───── Extrait affiché ─────

COLOMBIE: Agriculture et semences, où en est-on?

de Cynthia Osorio*, 22 sept. 2015, publié à Archipel 240

Cela fait déjà presque un an, qu’Alba, Antonio et moi, tous les trois Colombien-ne-s, avons parcouru six pays d’Europe dans le cadre de la campagne européenne «Semences et Résistance», pour témoigner de la situation des semences, de l’agriculture et de la paysannerie en Colombie. Ce fut un véritable marathon d’un mois et demi à travers la Hollande, la Belgique, la Suisse, la France, l’Autriche et l’Allemagne.

Lors de cette tournée, nous avons observé des convergences sur l’imposition de normes et de lois qui en finissent avec la paysannerie, la nature et la diversité, tout en abandonnant le contrôle de l’alimentation et de la vie entre les mains de quelques entreprises. Nous avons constaté la rupture entre les habitant-e-s européen-ne-s et un mode de vie lié à la terre et à la nature, et les répercussions négatives que cela entraîne sur la plan social, culturel et environnemental. Nous avons vu que cette rupture est comparable à celle que l’on est en train d’imposer en Colombie, de façon accélérée et selon différents paramètres (législatifs, économiques, et/ou violents).

───── Jeu de données ─────

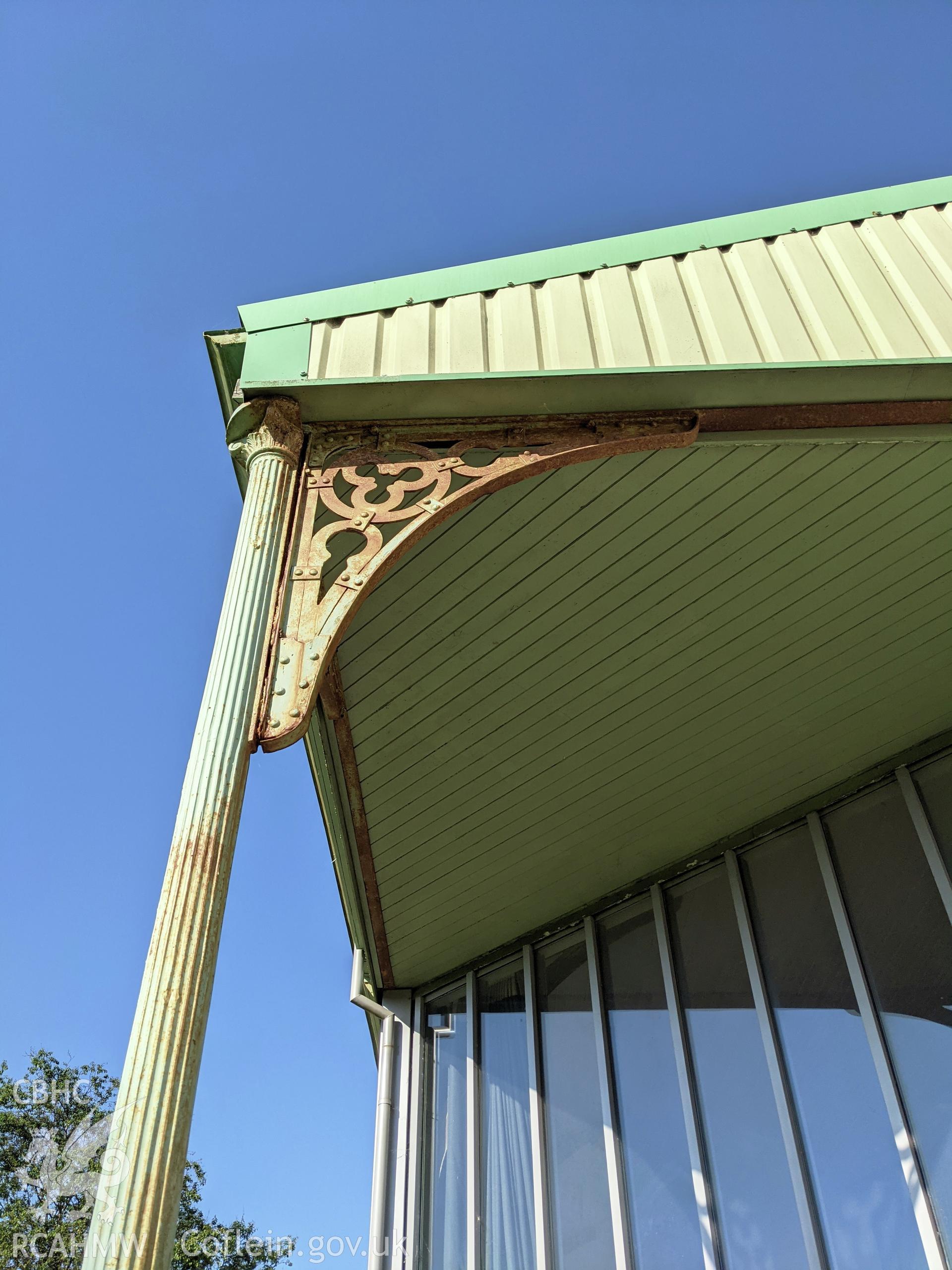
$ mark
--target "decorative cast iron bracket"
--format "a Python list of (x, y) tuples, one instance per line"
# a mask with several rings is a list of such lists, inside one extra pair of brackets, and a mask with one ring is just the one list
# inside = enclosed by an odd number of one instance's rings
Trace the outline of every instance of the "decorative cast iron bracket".
[[(354, 425), (347, 434), (326, 428), (311, 433), (264, 679), (258, 721), (263, 749), (283, 749), (305, 734), (334, 652), (364, 596), (437, 525), (485, 494), (556, 467), (689, 446), (698, 424), (694, 415), (586, 415), (495, 432), (477, 432), (472, 424), (468, 434), (466, 429), (457, 423), (459, 439), (446, 448), (401, 439), (397, 432), (367, 446)], [(340, 556), (333, 542), (348, 532), (359, 535), (362, 545)]]

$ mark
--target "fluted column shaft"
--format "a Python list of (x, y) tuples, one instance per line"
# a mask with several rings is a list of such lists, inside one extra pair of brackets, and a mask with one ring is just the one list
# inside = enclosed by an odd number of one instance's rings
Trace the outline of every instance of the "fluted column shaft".
[[(302, 433), (254, 403), (235, 554), (149, 946), (84, 1270), (166, 1270)], [(138, 1250), (138, 1252), (136, 1251)]]

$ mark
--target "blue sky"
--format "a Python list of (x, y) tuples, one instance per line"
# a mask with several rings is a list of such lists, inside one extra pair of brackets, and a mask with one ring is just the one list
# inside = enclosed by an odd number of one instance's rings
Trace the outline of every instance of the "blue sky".
[[(239, 494), (236, 305), (943, 175), (947, 0), (6, 0), (0, 1057), (118, 1073)], [(300, 745), (249, 780), (192, 1149), (364, 1233), (374, 1067)]]

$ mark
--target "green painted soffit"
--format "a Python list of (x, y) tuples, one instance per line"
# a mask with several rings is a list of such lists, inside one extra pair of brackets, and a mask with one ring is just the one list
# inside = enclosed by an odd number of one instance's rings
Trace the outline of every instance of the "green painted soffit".
[(551, 248), (546, 251), (526, 251), (522, 255), (503, 257), (499, 260), (481, 260), (477, 264), (432, 269), (426, 273), (409, 273), (400, 278), (380, 282), (360, 282), (329, 291), (312, 291), (287, 300), (264, 300), (253, 305), (240, 305), (239, 314), (246, 331), (292, 326), (297, 323), (320, 321), (325, 318), (345, 318), (350, 314), (373, 312), (377, 309), (397, 309), (406, 304), (446, 300), (476, 291), (496, 291), (499, 287), (526, 282), (542, 282), (565, 277), (569, 273), (586, 273), (590, 269), (616, 264), (635, 264), (664, 255), (680, 255), (708, 246), (729, 246), (758, 237), (790, 234), (792, 230), (812, 230), (843, 221), (864, 220), (868, 216), (887, 216), (908, 212), (914, 207), (952, 202), (952, 177), (932, 180), (914, 180), (905, 185), (886, 185), (866, 189), (857, 194), (839, 194), (834, 198), (815, 198), (806, 203), (790, 203), (759, 212), (741, 212), (737, 216), (718, 216), (691, 225), (670, 229), (645, 230), (640, 234), (622, 234), (617, 237), (579, 243), (575, 246)]

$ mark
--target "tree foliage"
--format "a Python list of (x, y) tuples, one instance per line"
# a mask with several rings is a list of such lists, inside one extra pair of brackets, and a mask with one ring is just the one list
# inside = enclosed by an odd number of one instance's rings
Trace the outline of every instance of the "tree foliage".
[[(3, 1270), (79, 1270), (118, 1083), (99, 1063), (74, 1067), (43, 1049), (20, 1080), (0, 1063)], [(251, 1222), (207, 1217), (204, 1181), (189, 1161), (173, 1270), (274, 1270), (289, 1261), (291, 1240), (261, 1240)]]

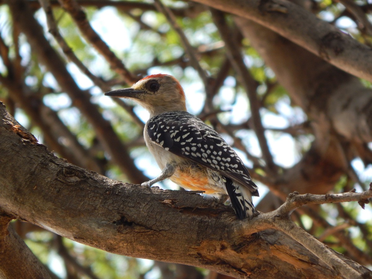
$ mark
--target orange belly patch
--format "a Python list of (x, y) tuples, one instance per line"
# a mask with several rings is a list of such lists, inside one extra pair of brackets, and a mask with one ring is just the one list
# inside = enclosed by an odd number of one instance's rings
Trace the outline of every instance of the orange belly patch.
[(196, 173), (177, 171), (170, 179), (174, 183), (186, 190), (192, 191), (204, 191), (206, 194), (214, 195), (224, 191), (220, 187), (211, 184), (206, 172)]

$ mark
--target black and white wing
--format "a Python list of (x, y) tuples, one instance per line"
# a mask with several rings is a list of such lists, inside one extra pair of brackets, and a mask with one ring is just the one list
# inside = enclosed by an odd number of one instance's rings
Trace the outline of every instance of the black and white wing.
[(258, 196), (258, 187), (236, 153), (215, 131), (186, 112), (165, 112), (151, 118), (147, 133), (155, 144), (220, 172)]

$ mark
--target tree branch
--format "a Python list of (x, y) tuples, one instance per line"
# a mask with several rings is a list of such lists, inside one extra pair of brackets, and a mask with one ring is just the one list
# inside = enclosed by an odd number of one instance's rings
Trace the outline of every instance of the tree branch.
[(0, 278), (50, 278), (48, 272), (9, 225), (14, 217), (1, 212), (0, 204)]
[(370, 48), (286, 0), (193, 0), (251, 20), (346, 72), (372, 81)]
[[(198, 192), (124, 184), (68, 164), (38, 144), (2, 105), (0, 115), (0, 207), (8, 215), (112, 253), (238, 278), (344, 278), (350, 269), (358, 276), (372, 275), (337, 254), (329, 262), (339, 259), (344, 266), (335, 270), (327, 265), (329, 255), (305, 248), (314, 245), (306, 237), (296, 239), (302, 246), (289, 237), (284, 226), (296, 225), (283, 212), (293, 206), (241, 221), (230, 207)], [(372, 196), (370, 191), (351, 193), (344, 198)], [(288, 268), (275, 267), (282, 265)]]

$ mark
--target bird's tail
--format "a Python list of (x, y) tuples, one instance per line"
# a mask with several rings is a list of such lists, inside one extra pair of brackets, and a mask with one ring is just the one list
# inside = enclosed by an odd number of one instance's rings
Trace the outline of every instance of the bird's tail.
[(243, 219), (256, 212), (252, 202), (252, 193), (241, 184), (226, 177), (226, 190), (237, 217)]

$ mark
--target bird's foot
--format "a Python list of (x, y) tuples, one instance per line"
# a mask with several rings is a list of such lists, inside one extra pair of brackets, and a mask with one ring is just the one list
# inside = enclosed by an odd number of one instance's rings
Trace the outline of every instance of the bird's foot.
[(147, 187), (148, 189), (151, 188), (151, 186), (152, 186), (152, 184), (151, 183), (151, 181), (146, 181), (145, 182), (144, 182), (141, 184), (141, 186), (142, 186), (144, 187)]

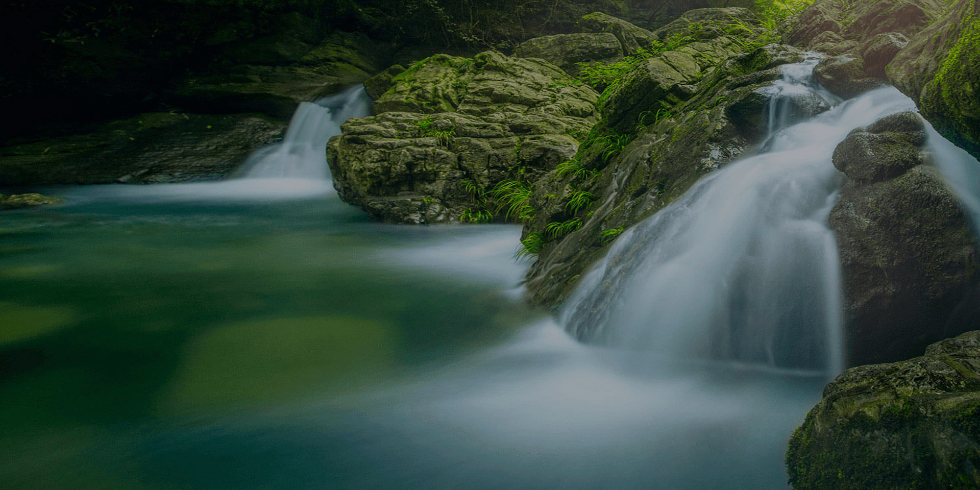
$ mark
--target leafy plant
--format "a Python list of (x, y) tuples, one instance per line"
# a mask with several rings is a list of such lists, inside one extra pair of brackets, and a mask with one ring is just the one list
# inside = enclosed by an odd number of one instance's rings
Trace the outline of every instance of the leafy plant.
[(625, 230), (622, 226), (616, 226), (614, 228), (610, 228), (599, 232), (599, 236), (602, 237), (603, 245), (615, 240), (622, 232)]
[(538, 255), (541, 253), (541, 250), (544, 249), (547, 241), (548, 240), (545, 236), (537, 231), (528, 233), (523, 240), (520, 240), (520, 248), (518, 248), (517, 252), (514, 255), (518, 259), (521, 257)]
[(534, 219), (535, 210), (531, 206), (531, 188), (520, 180), (501, 180), (490, 191), (497, 201), (497, 212), (507, 219), (529, 221)]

─────

* _Objectif visé_: Recopiez à l'identique le passage de l'extrait sur les semences en Colombie, depuis « Lors de cette » jusqu'à « économiques, et/ou violents). » inclus. Les lignes n'ont aucun lien avec l'extrait.

* _Réponse au problème_:
Lors de cette tournée, nous avons observé des convergences sur l’imposition de normes et de lois qui en finissent avec la paysannerie, la nature et la diversité, tout en abandonnant le contrôle de l’alimentation et de la vie entre les mains de quelques entreprises. Nous avons constaté la rupture entre les habitant-e-s européen-ne-s et un mode de vie lié à la terre et à la nature, et les répercussions négatives que cela entraîne sur la plan social, culturel et environnemental. Nous avons vu que cette rupture est comparable à celle que l’on est en train d’imposer en Colombie, de façon accélérée et selon différents paramètres (législatifs, économiques, et/ou violents).